== Document section

In this study we present a simple evolutionary model, which is consistent with coagulation time-scales. The evolution of matter can either occur due to the growth or destruction of grains or due to the changes in material composition. We here focus on the coagulation of grains into aggregates to investigate the growth of particles in the transition from the diffuse ISM to denser regions. We therefore calculate not only the absorption coefficient but also the temperature and emission of dust in the ISM respecting the cosmic abundances and the observed far-infrared spectral energy distribution (SED). In the dense regions of the ISM the grains are likely to coagulate into porous/fractal aggregates and the accretion of gas or the coagulation of small grains might occur at the same time or perhaps before coagulation. We therefore consider both coagulation and accretion processes. The goal of this paper is to investigate if the increase in opacity and the decrease in temperature observed from the diffuse ISM to the denser regions in the ISM are caused by the coagulation of VSGs and BGs into aggregates. The coagulation of small grains is equivalent to the accretion of a (porous) mantle onto the surface of the big grains. We will not consider an intrinsic β(T)-anti-correlation at long wavelengths in this study since this likely has a different origin (e.g. Meny et al. 2007; Coupeaud et al. 2011; Planck Collaboration 2011a). In a following paper we will investigate the influence of material in the transition from the diffuse ISM to denser regions.

The paper is organised as follows. In Sect. 2, we describe the models and the computational methods used to calculate the dust emission and opacity properties. In Sect. 3, we present the results of the model calculations. In Sect. 4, we discuss the results in terms of the opacity observed in dense molecular clouds and end with the conclusions in Sect. 5.

====
== Dataset excerpt

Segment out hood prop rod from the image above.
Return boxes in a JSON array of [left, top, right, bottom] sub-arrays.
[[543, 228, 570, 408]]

====

● **Exercise description**: Please continue the passage on dust grain coagulation in the interstellar medium, picking up after its final sentence. The listing is not needed for this work.

● **Response below**:
2. Dust model and computational methods

Dense molecular clouds are assumed to arise from the condensation of diffuse clouds. Models of the dust in the diffuse ISM are therefore critical for an understanding of the dust in dense clouds (Draine 1985) and its evolution. These models generally contain several dust components of differing chemical composition, structure and size (Draine & Lee 1984; Mathis 1990; Désert et al. 1990; Dwek et al. 1997; Li & Draine 2001; Draine & Li 2001; Zubko et al. 2004). In this work we have adopted the DustEM model (Compiègne et al. 2011) which has three separate dust components and which is consistent with the diffuse ISM dust extinction and emission:

• Polycyclic aromatic hydrocarbons (PAHs): planar molecules(radii  ~ 0.4−1.2 nm) responsible for the FUV extinction, the infrared aromatic emission features (3–30 μm) and the bump at 217 nm.

• Very small grains (VSGs): three-dimensional amorphous carbonaceous grains (radii  ~ 1.2−15 nm) responsible for the  ~30−60  μm continuum emission.

• Big grains (BGs): amorphous silicate grains and amorphous carbon grains (radii  ~ 15−110 nm) responsible for the FIR to mm dust emission.

The PAHs and VSGs are both transiently heated by single photon absorptions and are out of thermal equilibrium with the ISRF (e.g. Sellgren 1984; Draine & Anderson 1985). The BGs are in thermal equilibrium with the ISRF and dominate the emission longward of  ~70 μm. The exact heating regime (stochasitc vs. thermal equilibrium) for a given dust component depends on the intensity of the ISRF, the grain size and the heat capacity of the grains.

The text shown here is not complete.